Request:
Pull out every line of the material from the one containing "Task: each instance of the blurred" down to the one containing "[[184, 87]]", including both of those lines, and reproduce them without any change.

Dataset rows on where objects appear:
**********
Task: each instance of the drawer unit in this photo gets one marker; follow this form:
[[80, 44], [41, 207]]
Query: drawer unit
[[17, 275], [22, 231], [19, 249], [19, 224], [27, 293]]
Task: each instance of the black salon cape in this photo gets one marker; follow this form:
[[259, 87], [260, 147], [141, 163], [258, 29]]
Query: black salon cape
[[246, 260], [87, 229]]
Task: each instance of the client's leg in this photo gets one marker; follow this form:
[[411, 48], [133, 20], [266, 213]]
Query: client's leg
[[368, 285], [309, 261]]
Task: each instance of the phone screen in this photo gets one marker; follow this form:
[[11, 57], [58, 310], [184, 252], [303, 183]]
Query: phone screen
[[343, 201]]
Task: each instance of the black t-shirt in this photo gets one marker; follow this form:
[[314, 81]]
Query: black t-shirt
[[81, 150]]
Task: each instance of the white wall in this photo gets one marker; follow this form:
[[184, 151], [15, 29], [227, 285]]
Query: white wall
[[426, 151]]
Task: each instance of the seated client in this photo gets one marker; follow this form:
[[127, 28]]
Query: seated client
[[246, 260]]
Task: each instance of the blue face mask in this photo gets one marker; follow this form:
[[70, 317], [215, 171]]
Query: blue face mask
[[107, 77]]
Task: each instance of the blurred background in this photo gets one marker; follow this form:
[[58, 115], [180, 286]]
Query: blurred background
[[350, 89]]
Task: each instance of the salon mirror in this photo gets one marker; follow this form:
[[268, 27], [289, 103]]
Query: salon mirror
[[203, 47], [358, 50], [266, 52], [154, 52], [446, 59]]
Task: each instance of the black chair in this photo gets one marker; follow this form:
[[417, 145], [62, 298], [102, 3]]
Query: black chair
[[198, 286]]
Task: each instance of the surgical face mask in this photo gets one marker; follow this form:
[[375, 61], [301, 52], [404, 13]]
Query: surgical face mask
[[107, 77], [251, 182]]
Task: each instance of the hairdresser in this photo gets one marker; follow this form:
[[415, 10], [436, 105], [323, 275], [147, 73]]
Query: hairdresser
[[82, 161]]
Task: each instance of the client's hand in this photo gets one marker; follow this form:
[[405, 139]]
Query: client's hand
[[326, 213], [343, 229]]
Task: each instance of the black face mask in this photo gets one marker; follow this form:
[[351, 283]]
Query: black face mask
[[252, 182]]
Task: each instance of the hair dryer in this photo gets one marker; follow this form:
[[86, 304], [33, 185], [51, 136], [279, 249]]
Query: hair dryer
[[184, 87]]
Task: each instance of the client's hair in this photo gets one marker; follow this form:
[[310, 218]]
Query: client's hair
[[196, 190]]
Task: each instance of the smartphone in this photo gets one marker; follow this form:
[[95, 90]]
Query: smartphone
**********
Answer to the exercise:
Task: each instance of the blurred background in this photo gets one marker; follow this form:
[[58, 115], [180, 286]]
Query: blurred background
[[350, 89]]
Task: each instance of the salon mirror in this photo gets one marker; follow this form:
[[268, 27], [289, 103]]
Query: salon mirror
[[203, 47], [358, 50], [266, 52], [154, 52], [446, 59]]
Task: each instance of the black chair in this photo gets one marker; follow this form:
[[417, 145], [62, 298], [102, 3]]
Query: black chair
[[198, 286]]
Task: each instance of the surgical face mask in this photo gets one marker; follow this form:
[[375, 61], [301, 52], [404, 13]]
Query: surgical face mask
[[107, 77], [251, 182]]
Task: each instance of the hairdresser in this photo gets one marker; follow this form:
[[415, 10], [436, 105], [323, 275], [147, 73]]
Query: hairdresser
[[82, 161]]
Task: each instance of the client's hand in this photo gets one marker; follow this form:
[[405, 139]]
Query: client's hand
[[326, 213], [343, 229]]
Task: each instance of the black face mask in this photo gets one marker; follow this form:
[[351, 283]]
Query: black face mask
[[252, 182]]
Task: each instance of the hair dryer in this photo gets one marker; follow this form:
[[86, 304], [33, 185], [51, 136], [279, 249]]
Query: hair dryer
[[184, 87]]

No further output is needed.